====== Input

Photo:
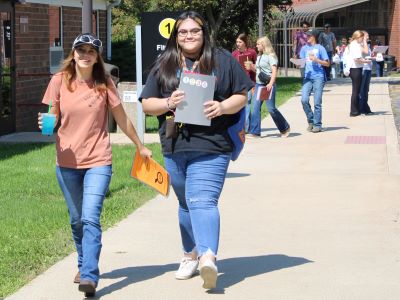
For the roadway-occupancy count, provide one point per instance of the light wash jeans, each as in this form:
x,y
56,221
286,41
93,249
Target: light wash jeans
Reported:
x,y
197,179
277,117
317,86
248,110
364,90
84,192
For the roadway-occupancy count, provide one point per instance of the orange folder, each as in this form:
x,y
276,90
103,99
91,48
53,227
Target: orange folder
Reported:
x,y
151,173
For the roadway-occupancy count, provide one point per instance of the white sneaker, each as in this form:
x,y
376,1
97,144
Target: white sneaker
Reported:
x,y
209,272
187,268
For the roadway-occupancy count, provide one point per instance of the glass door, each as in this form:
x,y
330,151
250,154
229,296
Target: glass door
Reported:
x,y
7,113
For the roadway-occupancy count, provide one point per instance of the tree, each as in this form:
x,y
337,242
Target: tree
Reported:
x,y
227,18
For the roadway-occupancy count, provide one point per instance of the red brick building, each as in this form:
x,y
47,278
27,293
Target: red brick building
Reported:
x,y
37,34
381,18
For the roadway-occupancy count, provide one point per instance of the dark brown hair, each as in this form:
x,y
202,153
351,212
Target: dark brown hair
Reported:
x,y
99,73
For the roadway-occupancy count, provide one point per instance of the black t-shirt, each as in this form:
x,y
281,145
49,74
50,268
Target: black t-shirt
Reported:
x,y
230,79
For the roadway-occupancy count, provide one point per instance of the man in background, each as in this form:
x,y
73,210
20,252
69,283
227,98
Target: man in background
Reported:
x,y
328,40
300,39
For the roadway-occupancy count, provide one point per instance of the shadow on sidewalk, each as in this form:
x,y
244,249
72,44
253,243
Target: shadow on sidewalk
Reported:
x,y
234,270
131,275
237,269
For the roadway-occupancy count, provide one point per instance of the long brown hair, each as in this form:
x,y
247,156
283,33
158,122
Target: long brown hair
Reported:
x,y
170,60
98,73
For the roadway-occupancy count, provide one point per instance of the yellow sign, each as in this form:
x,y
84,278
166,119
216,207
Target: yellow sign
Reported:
x,y
165,27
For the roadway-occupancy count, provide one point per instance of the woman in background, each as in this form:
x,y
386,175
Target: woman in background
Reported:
x,y
267,61
243,51
357,48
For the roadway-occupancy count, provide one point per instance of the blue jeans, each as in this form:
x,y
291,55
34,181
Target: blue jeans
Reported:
x,y
379,65
329,69
248,110
84,192
197,179
277,117
316,85
364,90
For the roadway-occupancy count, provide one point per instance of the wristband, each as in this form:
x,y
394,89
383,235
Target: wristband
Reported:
x,y
169,108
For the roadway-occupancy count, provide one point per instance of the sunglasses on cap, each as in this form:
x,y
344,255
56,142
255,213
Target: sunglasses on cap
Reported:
x,y
88,39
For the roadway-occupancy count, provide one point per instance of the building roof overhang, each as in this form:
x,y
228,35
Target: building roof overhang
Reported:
x,y
310,11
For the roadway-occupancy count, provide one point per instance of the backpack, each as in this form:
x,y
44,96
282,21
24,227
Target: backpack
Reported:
x,y
237,133
346,61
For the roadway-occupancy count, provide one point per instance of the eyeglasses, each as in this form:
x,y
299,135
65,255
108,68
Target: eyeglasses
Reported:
x,y
88,39
193,32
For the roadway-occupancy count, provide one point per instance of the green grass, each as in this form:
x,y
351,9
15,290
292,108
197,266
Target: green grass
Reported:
x,y
287,87
35,231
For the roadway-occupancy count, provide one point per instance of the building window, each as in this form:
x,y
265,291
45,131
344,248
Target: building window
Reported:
x,y
55,26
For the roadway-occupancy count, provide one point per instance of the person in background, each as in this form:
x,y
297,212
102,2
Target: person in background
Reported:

============

Your answer must be the entries repeated exactly, with no pictures.

Photo:
For the roadway-occupancy count, provide one point per instance of the light wash jeans, each as in this form:
x,y
56,221
286,41
93,249
Target: light wash jeans
Reported:
x,y
197,179
277,117
317,86
248,110
364,90
84,192
For the roadway-occupancy count, provide one point per instance of the orange folder, each as in this form:
x,y
276,90
103,99
91,48
53,227
Target: orange folder
Reported:
x,y
151,173
For the roadway-occupancy count, provide one point per instance of the white sneaker, each as in this form:
x,y
376,1
97,144
Target: white sneaker
Reported:
x,y
209,272
187,268
For the roadway-occupancy count, provide one point per instance of the glass door, each as in this form:
x,y
330,151
250,154
229,296
Target: glass door
Reported:
x,y
7,113
For the roadway-occupancy count, provide one point per instance of the tree, each as in this form:
x,y
337,242
Target: tree
Reported:
x,y
227,18
For the roadway-occupancy count, provide one point per instance of the red brick building, each as in this form:
x,y
47,278
27,293
Target: red brick building
Reported:
x,y
37,34
381,18
For the roadway-occupancy count, provide one point per instance of the dark brown hair, each as in this form:
x,y
202,153
351,212
Target: dark brown hair
Reported:
x,y
99,73
For the roadway-occupancy count, provide one point per instance of the black t-shirt, each as in this form:
x,y
281,145
49,74
50,268
Target: black t-shirt
Reported:
x,y
230,79
For the roadway-occupancy count, provide one point per instance of the man in background, each as in this form:
x,y
73,210
20,252
69,283
227,98
Target: man in background
Reported:
x,y
328,40
300,39
For the roadway-occupancy count, provide one point per instance of the shadow on sidewalk, each as in this form:
x,y
244,249
72,44
253,243
Target: shadow on sidewalk
Reported:
x,y
234,270
131,275
237,269
For the roadway-occupancy count, provide one point per instance of the long brown hair, each as in this form:
x,y
247,156
283,33
158,122
Target: long brown hair
Reported:
x,y
170,60
98,73
For the roadway-occupancy count, provide one point per instance of the yellow sign, each as in this form:
x,y
84,278
166,119
216,207
Target: yellow sign
Reported:
x,y
165,27
For the roadway-occupancy count, provide one point per instance of the woman in background, each as in this form:
x,y
386,175
Target: woman in background
Reported:
x,y
267,61
243,51
357,48
For the roadway-occupancy count, provide one point per instance of the blue jeans, each as in this form:
x,y
291,55
34,181
Target: blue jeans
Reported:
x,y
379,65
329,69
248,110
84,192
197,179
277,117
316,85
364,90
For the roadway-occupancy count, provide one point per instance of the wristband, each as in this form:
x,y
394,89
383,235
Target: wristband
Reported:
x,y
169,108
For the roadway-occupancy count, provide one point per instance of the sunglasses on cap, each as in this form:
x,y
344,255
56,142
255,213
Target: sunglasses on cap
Reported:
x,y
88,39
For the roadway-occupancy count, provide one point per instance of the building roof overhang, each as in this form:
x,y
228,35
Target: building roof overhang
Reported:
x,y
310,11
For the roadway-occupancy count, provide one point per instance of the backpack, each as in this form:
x,y
44,96
282,21
24,227
Target: backpack
Reported:
x,y
237,133
346,61
For the roadway-occupancy count, provide one point per instance of the eyeglasses, each as in this form:
x,y
299,135
65,255
108,68
Target: eyeglasses
Reported:
x,y
88,39
193,32
For the roadway-occupancy count, provide one point per instance of the green grass, each as in this form:
x,y
351,9
15,290
292,108
197,266
Target: green grass
Reported:
x,y
287,87
35,231
For the roadway-occupancy count, provide one point per instance of the building window, each as in this form:
x,y
265,291
45,131
344,248
Target: building window
Reported:
x,y
55,26
For the roadway-occupancy count, provide one point per instance of the person in background, each as in this form:
x,y
297,212
102,2
Target: person in background
Reported:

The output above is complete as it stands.